_Travail à réaliser:_
**A)** Recopiez fidèlement le passage du texte sur Jean-Claude Labrecque qui commence par « Jean-Claude Labrecque n'a » et se poursuit jusqu'à « avoue le documentariste. ».
**B)** Répondez à ces questions à l'aide du texte sur Jean-Claude Labrecque :
(i) Quel âge a le cinéaste ?
(ii) Dans quelle ville et en quelle année a-t-il filmé des athlètes olympiques ?
(iii) À qui est consacré son deuxième projet de film en un an ?

_Texte retenu:_
--*--

Jean-Claude Labrecque a filmé Charles de Gaulle clamant «Vive le Québec libre!». Il a immortalisé les plus grands poètes québécois. Il a capté l'intensité des athlètes olympiques en 1976 à Montréal et a suivi, pas à pas, un premier ministre dans son ultime défaite. Portrait d'un cinéaste qui a grandi avec le Québec et à qui la profession rendra hommage au prochain gala des Jutra.

Jean-Claude Labrecque n'a jamais eu peur des grandes thématiques, des sujets importants, mais il connaît quelques difficultés à parler de lui. Dans Infiniment Québec, son dernier documentaire, il s'expose plus que jamais. Il comptait laisser les images parler seules, mais il a dû renoncer devant la réaction des premiers spectateurs.

Il ne s'agit pas d'une film de commande pour le 400e anniversaire de la capitale. Le cinéaste a voulu rendre hommage à la ville en parlant de son Québec à lui. Et il le fait, chose inédite dans son corpus, en lisant lui-même le commentaire en voix off.

«Je le trouve difficile un peu ce film. J'ai beaucoup de visuel, des archives extraordinaires. On traite évidemment de la Conquête et ça va jusqu'à nos jours. Je vais en être content, mais il y a encore du travail à faire», avoue le documentariste.

C'est un nouveau défi pour l'artiste de 69 ans. La chose le rend fébrile, tout comme l'attribution du prix Jutra-Hommage, annoncée cette semaine, ou encore son deuxième projet de film en un an, sur Félix Leclerc, avec des archives inédites trouvées en France.

Du coup, on souhaiterait que ce réalisateur qui détient une mémoire phénoménale parle davantage. Du grand Charles, par exemple.

«Je crois que de Gaulle était très conscient de ce qu'il racontait. Il était très inquiet. Il voulait savoir à quelle heure il allait rentrer à Montréal. Il angoissait à partir de Trois-Rivières parce qu'il tenait à avoir la presse internationale», se rappelle le documentariste.

--*--

_Données fournies:_

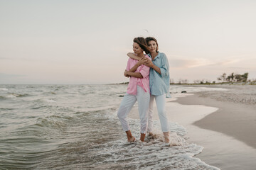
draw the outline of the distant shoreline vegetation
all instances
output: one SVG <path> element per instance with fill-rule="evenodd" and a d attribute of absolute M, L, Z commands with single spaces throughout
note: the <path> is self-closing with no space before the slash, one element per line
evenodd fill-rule
<path fill-rule="evenodd" d="M 238 85 L 256 85 L 256 79 L 248 79 L 249 73 L 246 72 L 243 74 L 231 73 L 227 76 L 226 73 L 223 73 L 217 78 L 215 81 L 211 81 L 206 79 L 201 80 L 194 80 L 193 83 L 189 83 L 188 79 L 180 79 L 177 82 L 175 82 L 173 79 L 170 79 L 170 84 L 175 85 L 196 85 L 196 84 L 238 84 Z M 129 82 L 119 83 L 118 84 L 126 84 Z"/>

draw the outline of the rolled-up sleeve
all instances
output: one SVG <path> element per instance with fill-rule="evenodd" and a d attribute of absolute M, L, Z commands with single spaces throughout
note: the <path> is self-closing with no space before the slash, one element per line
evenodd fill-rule
<path fill-rule="evenodd" d="M 163 54 L 161 61 L 161 76 L 168 76 L 169 74 L 169 65 L 167 60 L 167 57 Z"/>
<path fill-rule="evenodd" d="M 131 63 L 131 59 L 129 58 L 129 59 L 128 59 L 127 65 L 127 68 L 126 68 L 126 70 L 127 70 L 127 71 L 129 71 L 131 69 L 130 63 Z"/>
<path fill-rule="evenodd" d="M 145 78 L 145 77 L 146 77 L 147 76 L 149 75 L 150 68 L 149 67 L 145 66 L 145 65 L 142 65 L 142 68 L 139 72 L 142 74 L 143 78 Z"/>

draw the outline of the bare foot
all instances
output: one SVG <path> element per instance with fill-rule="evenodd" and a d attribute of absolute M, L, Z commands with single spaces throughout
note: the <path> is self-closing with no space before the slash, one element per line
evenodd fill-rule
<path fill-rule="evenodd" d="M 127 141 L 129 142 L 134 142 L 135 141 L 135 137 L 134 137 L 133 136 L 132 137 L 129 137 Z"/>
<path fill-rule="evenodd" d="M 149 137 L 150 137 L 151 139 L 156 139 L 157 137 L 156 135 L 154 134 L 153 132 L 149 132 Z"/>
<path fill-rule="evenodd" d="M 163 132 L 164 137 L 164 142 L 165 143 L 169 143 L 170 142 L 170 134 L 169 132 Z"/>
<path fill-rule="evenodd" d="M 141 140 L 142 142 L 144 142 L 144 140 L 145 139 L 145 137 L 146 137 L 146 134 L 145 134 L 145 133 L 141 133 L 140 140 Z"/>

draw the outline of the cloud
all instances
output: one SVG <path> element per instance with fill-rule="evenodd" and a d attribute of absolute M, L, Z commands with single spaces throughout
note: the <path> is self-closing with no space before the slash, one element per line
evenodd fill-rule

--*--

_Réponses rédigées:_
**A)**
Jean-Claude Labrecque n'a jamais eu peur des grandes thématiques, des sujets importants, mais il connaît quelques difficultés à parler de lui. Dans Infiniment Québec, son dernier documentaire, il s'expose plus que jamais. Il comptait laisser les images parler seules, mais il a dû renoncer devant la réaction des premiers spectateurs.

Il ne s'agit pas d'une film de commande pour le 400e anniversaire de la capitale. Le cinéaste a voulu rendre hommage à la ville en parlant de son Québec à lui. Et il le fait, chose inédite dans son corpus, en lisant lui-même le commentaire en voix off.

«Je le trouve difficile un peu ce film. J'ai beaucoup de visuel, des archives extraordinaires. On traite évidemment de la Conquête et ça va jusqu'à nos jours. Je vais en être content, mais il y a encore du travail à faire», avoue le documentariste.

**B)**
(i) Il a 69 ans.
(ii) À Montréal, en 1976.
(iii) À Félix Leclerc.